— start TEXT EXTRACT —
This wiki page is intended to describe the issues of, and mechanisms for, bootstrapping Debian from zero to a full archive. Otherwise known as profile builds (and previously staged builds). It has developed somewhat over several years as practical experience has grown, and is now technically useable, and making its way into the archive.

The detailed spec is at BuildProfileSpec

Overview

There is a real need to bootstrap Debian from sources when doing new ports or flavours (sub-arch builds). Every new architecture or optimisation flavour needs to do this at least once, and making it easier than the current 'really very hard' would be great. It is also very useful for cross-compiling to new or non-self-hosted architectures, and for a genuinely new arch at least part of the system (toolchains+build-essential) has to be cross-built until there is enough to become self-hosting.

New bootstraps are done every year. At the time of writing sh4, armhf, uclibc and avr32, and x32 have been done, and arm64 and mips64el are in progress. Subarch flavoured rebuilds (e.g. to optimise for a particular CPU) are particularly useful on ARM and MIPS architectures (Raspberry Pi is most popular recent example).

This is also helpful when bringing a lagged architecture up to date, especially considering documentation tools (that may be too old), optional dependencies (that may be too old or not exist) like php5, which depends on everything and the kitchen sink, etc. I wish this had been implemented when starting to work on m68k…

It can also help to solve problems like libc ABI changes by rebuilding everything. Example: https://lists.debian.org/20140714203645.GA23576@hall.aurel32.net (But this was solved by upstream reverting the change in the end)

Currently people tend to use non-debian tools (such as Yocto/Gentoo/OpenEmbedded) to get a basic rootfs image of the target arch/ABI then do native building within that. This works but needs a great deal of manual loop-breaking and we really ought to be able to bootstrap our own OS.

Putting the necessary bootstrapping metadata and build rules into the packages themselves in an orderly fashion enables the info to be maintained easily. QA tests to report on breakage will help enormously here. It also makes for a repeatable and deterministic process.

This work needs build-system and policy changes, which are detailed on this page.

The goal is to be able to run regular automated bootstrap builds of the archive to check that it works, and allow porters to concentrate on actual porting work, rather than a lot of associated aggravation.

Status

The current (Jan 2014) status is:

Packaging/Design principles

An important principle in the design is that the packaging changes necessary for this to work are reasonably clear and transparent. A Debian packager should not have to understand this stuff (staged builds and cross-building) in loving detail to avoid breaking things whilst making maintenance changes.

All the metadata needed should be part of the packages, so it can be maintained over time. Any solution with external patches/metadata is doomed to bitrot.

These principles informed the design when deciding between different technically-satisfactory ways of achieving things.
— end TEXT EXTRACT —
REQUIRED TASK 1
List every port or flavor that the Debian bootstrapping page names as already bootstrapped or still in progress.
REQUIRED TASK 2
According to the Debian bootstrapping page, why should all the needed metadata be part of the packages themselves?
REQUIRED TASK 3
Carry the Debian bootstrapping page forward from its final sentence.
The lines bear no relation to the Debian bootstrapping page.
— start RECORDED INFORMATION —
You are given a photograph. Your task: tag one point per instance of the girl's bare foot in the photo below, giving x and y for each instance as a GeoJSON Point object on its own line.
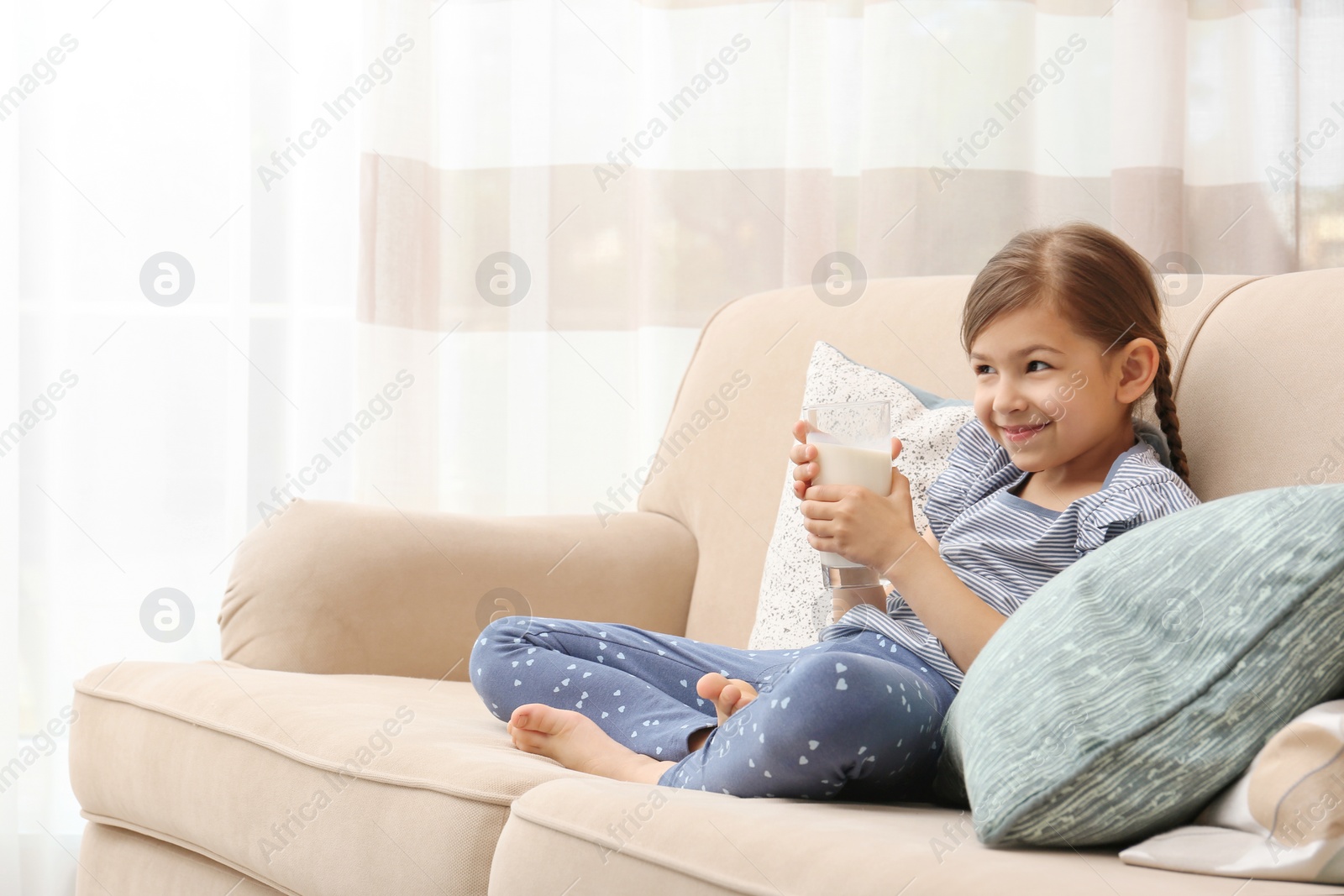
{"type": "Point", "coordinates": [577, 741]}
{"type": "Point", "coordinates": [729, 694]}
— end RECORDED INFORMATION —
EXERCISE OUTPUT 1
sh4, armhf, uclibc, avr32, x32, arm64, mips64el

EXERCISE OUTPUT 2
Keeping the metadata inside the packages lets it be maintained over time. The page warns that any solution relying on external patches or metadata is doomed to bitrot.

EXERCISE OUTPUT 3
Mechanisms

The concept is simple: add support for minimal/reduced/staged builds to packages involved in build-dependency loops, so that build loops are broken. Also ensure packages cross-build properly so that an initial minimal native-building system can be produced.

Working out which packages to modify, and how, is fundamentally a manual process, done by manually examining build-dep loops and choosing which packages are most easily and cleanly modified. Since the "Port bootstrap build-ordering tool" project in the GSoC 2012, the process of finding source packages which make sense to modify can be semi-automated. Once that is done, building bootstrap-able packages can be a fully automated process.

This spec caters for multiple stages of staged/bootstrap build, so that if necessary a package can be built with reducing build profiles before the final, normal build.

The reduced dependencies are specified in the control file, using a concept which is called build profiles. The build profile format was proposed by Guillem Jover together with other solutions he presented in bug#661538. Build profiles extend the Build-Depends format with a syntax similar to architecture restrictions but using < and > instead. The current Spec is detailed in BuildProfileSpec. Previous revisions were discussed on debian-devel and debian-dpkg.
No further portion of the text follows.